_SHORT PROBLEM_. Transcribe the records in full, keeping every character as it is.

_SUPPLIED INFORMATION_.
======
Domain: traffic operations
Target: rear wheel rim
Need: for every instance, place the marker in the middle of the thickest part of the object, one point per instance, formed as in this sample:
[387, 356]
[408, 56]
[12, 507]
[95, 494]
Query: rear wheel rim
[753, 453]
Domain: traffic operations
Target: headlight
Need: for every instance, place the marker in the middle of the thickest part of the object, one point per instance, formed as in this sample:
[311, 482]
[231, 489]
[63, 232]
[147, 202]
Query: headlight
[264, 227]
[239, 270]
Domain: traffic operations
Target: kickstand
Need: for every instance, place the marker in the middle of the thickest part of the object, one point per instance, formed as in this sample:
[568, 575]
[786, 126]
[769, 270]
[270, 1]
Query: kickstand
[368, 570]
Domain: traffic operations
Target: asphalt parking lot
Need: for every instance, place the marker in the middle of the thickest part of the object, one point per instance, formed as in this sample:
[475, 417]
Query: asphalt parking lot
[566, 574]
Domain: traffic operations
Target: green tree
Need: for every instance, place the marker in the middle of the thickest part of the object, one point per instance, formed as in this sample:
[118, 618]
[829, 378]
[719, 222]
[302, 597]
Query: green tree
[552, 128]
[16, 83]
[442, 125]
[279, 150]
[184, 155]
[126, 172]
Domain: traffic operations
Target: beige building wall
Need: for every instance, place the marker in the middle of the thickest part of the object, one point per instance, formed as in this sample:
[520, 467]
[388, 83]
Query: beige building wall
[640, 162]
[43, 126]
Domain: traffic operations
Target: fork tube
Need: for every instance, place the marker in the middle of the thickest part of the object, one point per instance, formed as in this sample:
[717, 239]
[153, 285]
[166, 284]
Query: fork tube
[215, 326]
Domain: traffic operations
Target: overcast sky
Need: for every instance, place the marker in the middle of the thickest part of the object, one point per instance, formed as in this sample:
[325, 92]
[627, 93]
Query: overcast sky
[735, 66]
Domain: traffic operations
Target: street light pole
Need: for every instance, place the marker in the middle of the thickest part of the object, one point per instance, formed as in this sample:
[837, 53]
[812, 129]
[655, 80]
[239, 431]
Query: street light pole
======
_OUTPUT FOR THIS EXERCISE_.
Domain: traffic operations
Target: rear wheel rim
Need: for every instance, place the marker in the middle of the thickest part of the object, one point per instance, formed as in this sample:
[387, 356]
[408, 56]
[12, 507]
[95, 494]
Query: rear wheel rim
[753, 453]
Domain: traffic operations
Target: headlight
Need: for every instance, place the marker in the middle of the thickest part of the object, one point per instance, formed as in this sample:
[311, 482]
[231, 489]
[63, 232]
[147, 202]
Query: headlight
[264, 227]
[239, 270]
Domain: traffic operations
Target: kickstand
Need: for every instance, place the marker in the middle of the thickest part of the object, one point per instance, formed as in this sample:
[568, 575]
[786, 126]
[769, 270]
[270, 1]
Query: kickstand
[368, 570]
Domain: traffic operations
Target: asphalt parking lot
Need: for every instance, place the marker in the middle of the thickest part of the object, one point per instance, formed as in this sample:
[475, 417]
Query: asphalt parking lot
[566, 574]
Domain: traffic operations
Target: green tree
Need: for every instance, place the marker in the middle of the thickest part of the object, one point per instance, formed as in this sample:
[118, 618]
[829, 378]
[719, 222]
[302, 597]
Query: green tree
[552, 128]
[16, 83]
[442, 125]
[279, 150]
[184, 155]
[126, 172]
Domain: traffic operations
Target: beige building wall
Need: for every instance, place the marker in the middle of the thickest part of the object, one point per instance, formed as in this sample:
[520, 467]
[388, 83]
Query: beige building wall
[640, 162]
[43, 126]
Domain: traffic operations
Target: fork tube
Need: for every instance, place the marker in the middle of the thickest part of the object, one point per instance, formed as in this sample:
[717, 239]
[153, 285]
[166, 284]
Query: fork tube
[215, 326]
Domain: traffic operations
Target: overcast sky
Need: for every instance, place the marker in the middle of the thickest part of the object, one point per instance, formed as in this sample:
[325, 92]
[627, 93]
Query: overcast sky
[735, 66]
Domain: traffic operations
Target: street light pole
Need: for every instance, place the marker in the middle of the thickest part of the object, one point per instance, formed as in this sample:
[837, 53]
[812, 129]
[655, 80]
[239, 431]
Query: street light pole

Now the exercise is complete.